SELECTED EXTRACT:
The Department accepted and relied upon the sales tax returns and taxpayers' representations as to its taxable sales for a period of at least three years. In deciding to impose the 100 percent fraud penalty, the Department was justified in concluding that taxpayers acted with intent to deceive, that the Department had mistakenly relied upon taxpayers' representations, and that the Department was "injured" by failing to collect the amount of sales tax to which it – and by implication the state of Indiana – was entitled. Therefore, the three elements of fraud set out in 45 IAC 15-5-7(f)(3)(C), (D), and (E) are met.
FINDING
Taxpayers' protest is denied.
III. Tax Administration – Jeopardy Assessment.
DISCUSSION
Taxpayers maintain that the Department was not justified in resorting to the "jeopardy assessment" remedy pursuant to IC § 6-8.1-5-3(a). That provision states as follows:
If at any time the department finds that a person owing taxes intends to quickly leave the state, remove his property from the state, conceal his property in the state, or do any other act that would jeopardize the collection of those taxes, the department may declare the person's tax period at an end, may immediately make an assessment for the taxes owing, and may demand immediate payment of the amount due, without providing the notice required in IC § 6-8.1-8-2.

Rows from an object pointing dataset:
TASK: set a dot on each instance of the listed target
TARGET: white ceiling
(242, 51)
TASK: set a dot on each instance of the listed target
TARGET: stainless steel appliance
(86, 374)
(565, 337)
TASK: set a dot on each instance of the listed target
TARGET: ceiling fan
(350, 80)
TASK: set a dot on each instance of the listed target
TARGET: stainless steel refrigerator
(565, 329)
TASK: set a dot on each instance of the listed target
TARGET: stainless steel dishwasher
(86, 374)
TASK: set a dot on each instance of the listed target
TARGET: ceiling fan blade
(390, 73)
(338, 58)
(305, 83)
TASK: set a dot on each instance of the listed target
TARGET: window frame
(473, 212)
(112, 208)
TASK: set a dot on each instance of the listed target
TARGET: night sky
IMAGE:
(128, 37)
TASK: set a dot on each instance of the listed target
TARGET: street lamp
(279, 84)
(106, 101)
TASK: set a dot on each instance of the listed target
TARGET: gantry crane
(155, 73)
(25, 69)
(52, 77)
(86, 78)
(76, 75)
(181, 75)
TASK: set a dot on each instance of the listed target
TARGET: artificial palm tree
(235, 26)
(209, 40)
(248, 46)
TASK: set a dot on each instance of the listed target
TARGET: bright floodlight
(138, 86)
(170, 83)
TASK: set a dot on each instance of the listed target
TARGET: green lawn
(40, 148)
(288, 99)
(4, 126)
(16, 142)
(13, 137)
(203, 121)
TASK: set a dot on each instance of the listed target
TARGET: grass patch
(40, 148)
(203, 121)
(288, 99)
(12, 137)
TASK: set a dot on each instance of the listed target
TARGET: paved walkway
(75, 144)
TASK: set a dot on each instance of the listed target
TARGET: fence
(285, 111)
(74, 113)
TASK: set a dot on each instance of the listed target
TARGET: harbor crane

SET EXERCISE:
Reproduce the entire tax ruling excerpt above word for word.

WORKED ANSWER:
The Department accepted and relied upon the sales tax returns and taxpayers' representations as to its taxable sales for a period of at least three years. In deciding to impose the 100 percent fraud penalty, the Department was justified in concluding that taxpayers acted with intent to deceive, that the Department had mistakenly relied upon taxpayers' representations, and that the Department was "injured" by failing to collect the amount of sales tax to which it – and by implication the state of Indiana – was entitled. Therefore, the three elements of fraud set out in 45 IAC 15-5-7(f)(3)(C), (D), and (E) are met.
FINDING
Taxpayers' protest is denied.
III. Tax Administration – Jeopardy Assessment.
DISCUSSION
Taxpayers maintain that the Department was not justified in resorting to the "jeopardy assessment" remedy pursuant to IC § 6-8.1-5-3(a). That provision states as follows:
If at any time the department finds that a person owing taxes intends to quickly leave the state, remove his property from the state, conceal his property in the state, or do any other act that would jeopardize the collection of those taxes, the department may declare the person's tax period at an end, may immediately make an assessment for the taxes owing, and may demand immediate payment of the amount due, without providing the notice required in IC § 6-8.1-8-2.